- JOB 1: In the fine arts study topic, reproduce everything from "Issue 2: Fine" down to "arts reflect the paradox of affluence?", swapping "beauty" for "elegance".

- EXCERPT:
PHI THETA KAPPA International Honor Society of the Two Year College

2008-2010 Honors Study Topic: The Paradox of Affluence: Choices, Challenges, and Consequences

The Paradox of Affluence: Choices, Challenges, and Consequences

Issue 2: Fine Arts

How do the fine arts shape and reflect the paradox of affluence?

Fine Arts

Art produced or intended primarily for beauty and appreciation rather than utility. Categories include the Visual Arts (painting, sculpture, photography, design, architecture), Performing Arts (music, theater, choreography and dance), and Literary Arts (poetry and literature).

Study Questions

  1. How do the fine arts reflect the paradox of affluence?
  2. How have civilizations defined “fine” arts?
  3. Why is there a difference in support for sports teams and fine arts organizations?
  4. To what extent are the fine arts a luxury good?
  5. How has patronage, or the lack of it, affected the creation and preservation of the fine arts? How has patronage changed over time?
  6. What did affluence have to do with the development and recognition of the Seven Wonders of the World?
  7. Investigate the relationship between affluence and the production of fine art. Is there a positive correlation or an inverse relationship? What are the reasons for the relationship?
  8. In periods of relative affluence, why is so much art not fine?
  9. To what extent is it a paradox that we cut funding for the fine arts in public schools?
  10. To what extent has affluence politicized fine arts funding?
  11. Should fine art be privately or publicly owned?
  12. To what extent can there be fine arts without affluence?
  13. Who owns the fine arts — the nations and people who originally owned them or the people who discover or acquire them?

- JOB 2: List every line in the rows that contains the string "keypoint".

- TASK INPUTS:
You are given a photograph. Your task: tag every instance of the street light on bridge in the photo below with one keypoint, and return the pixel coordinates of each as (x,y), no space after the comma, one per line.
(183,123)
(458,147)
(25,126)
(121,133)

- FINISHED ANSWER 1:
Issue 2: Fine Arts

How do the fine arts shape and reflect the paradox of affluence?

Fine Arts

Art produced or intended primarily for elegance and appreciation rather than utility. Categories include the Visual Arts (painting, sculpture, photography, design, architecture), Performing Arts (music, theater, choreography and dance), and Literary Arts (poetry and literature).

Study Questions

  1. How do the fine arts reflect the paradox of affluence?

- FINISHED ANSWER 2:
You are given a photograph. Your task: tag every instance of the street light on bridge in the photo below with one keypoint, and return the pixel coordinates of each as (x,y), no space after the comma, one per line.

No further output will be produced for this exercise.